[Exercise directions]
Among the entries below, find the lines holding "rough" and copy them.

[Data for processing]
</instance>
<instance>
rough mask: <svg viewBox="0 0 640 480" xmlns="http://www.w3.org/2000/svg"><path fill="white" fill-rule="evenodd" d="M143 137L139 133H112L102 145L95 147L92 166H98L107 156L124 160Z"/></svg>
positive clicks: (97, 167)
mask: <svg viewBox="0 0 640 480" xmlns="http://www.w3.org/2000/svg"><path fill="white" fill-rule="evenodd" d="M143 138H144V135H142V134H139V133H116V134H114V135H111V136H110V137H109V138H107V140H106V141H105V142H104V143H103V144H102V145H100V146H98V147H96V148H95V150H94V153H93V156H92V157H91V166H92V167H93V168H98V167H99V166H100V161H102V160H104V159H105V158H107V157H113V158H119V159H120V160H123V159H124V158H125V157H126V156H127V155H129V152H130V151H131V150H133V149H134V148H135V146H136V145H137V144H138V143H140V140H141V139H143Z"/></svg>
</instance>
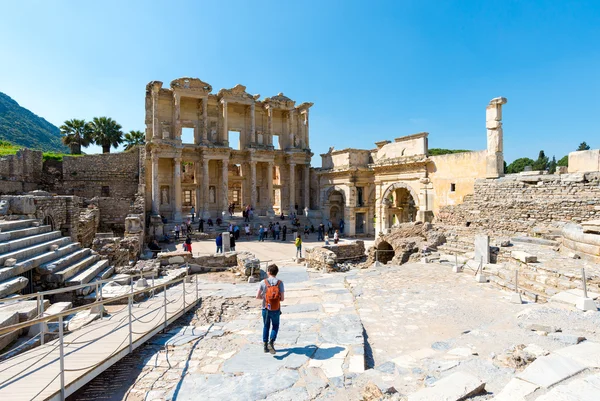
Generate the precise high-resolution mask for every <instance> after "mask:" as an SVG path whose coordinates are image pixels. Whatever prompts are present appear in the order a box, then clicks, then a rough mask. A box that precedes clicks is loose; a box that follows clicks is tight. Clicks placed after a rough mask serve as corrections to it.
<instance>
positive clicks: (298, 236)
mask: <svg viewBox="0 0 600 401" xmlns="http://www.w3.org/2000/svg"><path fill="white" fill-rule="evenodd" d="M294 245H296V260H297V259H302V234H300V232H298V236H297V237H296V241H294Z"/></svg>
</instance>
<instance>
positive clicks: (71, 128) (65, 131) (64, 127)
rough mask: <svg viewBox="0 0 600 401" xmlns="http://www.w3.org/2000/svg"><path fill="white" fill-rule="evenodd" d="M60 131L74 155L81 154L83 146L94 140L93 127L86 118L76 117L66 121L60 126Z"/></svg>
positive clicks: (87, 144) (63, 138)
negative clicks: (70, 148) (85, 120)
mask: <svg viewBox="0 0 600 401" xmlns="http://www.w3.org/2000/svg"><path fill="white" fill-rule="evenodd" d="M60 133H61V134H62V141H63V143H64V144H65V145H67V146H68V147H70V148H71V154H72V155H80V154H81V147H84V148H85V147H87V146H89V144H90V142H92V129H91V127H90V125H89V123H86V122H85V120H78V119H76V118H74V119H72V120H67V121H65V123H64V124H63V125H61V126H60Z"/></svg>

[Solved exercise]
rough mask: <svg viewBox="0 0 640 480" xmlns="http://www.w3.org/2000/svg"><path fill="white" fill-rule="evenodd" d="M143 137L139 133H112L102 145L95 147L92 166H98L107 156L124 160Z"/></svg>
Generate the precise high-resolution mask for every <instance> after "mask:" as an SVG path whose coordinates are image pixels. Whatever prompts are present appear in the order a box, then clicks, then a rough mask. A box that precedes clicks is loose; a box that follows clicks is tight. Clicks placed after a rough mask serve as corrections to it.
rough mask: <svg viewBox="0 0 600 401" xmlns="http://www.w3.org/2000/svg"><path fill="white" fill-rule="evenodd" d="M60 131L74 155L81 154L83 146L94 140L93 127L86 118L76 117L66 121L60 126Z"/></svg>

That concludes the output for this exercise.